═══ SUPPLIED TEXT ═══

Ladies and gentlemen, thank you for standing by. Welcome to the Stepan Company Fourth Quarter and Full Year 2017 Earnings. [Operator Instructions] As a reminder, this conference is being recorded, Thursday, February 22, 2018. I would now like to turn the conference over to Matthew Eaken, Vice President and Interim CFO. Please go ahead, sir.

Matthew Eaken

Analyst · David Stratton with Great Lakes Review

Good morning, and thank you for joining the Stepan Company's Fourth Quarter and Full Year 2017 Financial Review. Before we begin, please note that information in this conference call contains forward-looking statements, which are not historical facts. These statements involve risks and uncertainties that could cause actual results to differ materially including, but not limited to, prospects for our foreign operations, global and regional economic conditions and factors detailed in our Securities and Exchange Commission filings. Whether you are joining us online or over the phone, we encourage you to review the investor slide presentation, which we have made available at www.stepan.com under the Investor Relations section of our website. We make these slides available at approximately the same time as when the earnings release is issued, and we hope that you find the information and perspectives helpful. Now with that, I would like to turn the call over to F. Quinn Stepan, Jr., our Chairman, President and Chief Executive Officer.

F. Quinn Stepan Jr.

Analyst · Seaport Global Securities

Thank you, Matt. Good morning, and thank you all for joining our call today. 2017 was a good year for Stepan Company. The company delivered record reported and adjusted net income for 2017, and we now have had record income for 7 of the last 10 years. Reported net income in 2017 was $91.6 million, up 6% versus last year despite the $14.9 million unfavorable net impact of the new U.S. Tax Cuts and Jobs Act's legislation. Adjusted net income was $108.7 million, 11% higher than 2016. Adjusted net income as a percent of net sales was 5.7%, an increase of 10 basis points versus 2016. Improved product mix, increased asset utilization and enhanced internal efficiencies continued to drive results. Both Surfactants and Polymers benefited from our diversification strategy, and we anticipate further contributions in 2018. For the full year, Surfactants delivered record operating income due to an improved product mix, lower manufacturing costs and the accretive impact of our 2016 Brazil acquisition. Sales benefited from our diversification efforts into Functional Products, higher sales within the household, industrial and institutional end markets and continued growth in more specialized applications. During the fourth quarter of 2017, the company approved a plan to restructure a portion of our production activities at our Fieldsboro facility. We transitioned impacted products to other Stepan sites in North America, and we expect to benefit from improved asset utilization and a reduced cost base going forward. Polymers delivered its second best full year results despite increased competitive pressure and higher raw material costs within our North American Polyol business. Global Polyol volumes were up slightly, despite share loss in North America. The market for insulation materials remains strong due to continued global energy-conservation efforts. The definitive agreement with BASF to acquire its surfactant production facility in Ecatepec, Mexico is on track to close this quarter. We believe the acquisition will significantly enhance our market position and supply capabilities for surfactants in Mexico and position us to grow in both the consumer and functional end markets. Our Board of Directors declared a quarterly cash dividend on Stepan's common stock of $0.225 per share, payable on March 15, 2018. At this point, I would like Matt to walk through a few more details about our fourth quarter and full year results.

═══

» SHORT TASK 1: List every dollar amount stated in the earnings call transcript.
» SHORT TASK 2:
Answer these from the earnings call transcript:
(a) On what date was the conference recorded?
(b) Where can the investor slide presentation be found?
(c) In what city and country is the BASF surfactant production facility located?
» SHORT TASK 3: Output the earnings call transcript's wording from "Ladies and gentlemen, thank" to "go ahead, sir.", without changes.
The data that follows comes from a different source.

═══ MATERIAL ═══

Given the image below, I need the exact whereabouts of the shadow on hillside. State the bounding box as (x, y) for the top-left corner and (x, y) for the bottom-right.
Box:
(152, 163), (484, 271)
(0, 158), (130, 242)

═══

» PROBLEM SOLUTION 1:
$91.6 million
$14.9 million
$108.7 million
$0.225 per share

» PROBLEM SOLUTION 2:
(a) Thursday, February 22, 2018
(b) At www.stepan.com, under the Investor Relations section of the website
(c) Ecatepec, Mexico

» PROBLEM SOLUTION 3:
Ladies and gentlemen, thank you for standing by. Welcome to the Stepan Company Fourth Quarter and Full Year 2017 Earnings. [Operator Instructions] As a reminder, this conference is being recorded, Thursday, February 22, 2018. I would now like to turn the conference over to Matthew Eaken, Vice President and Interim CFO. Please go ahead, sir.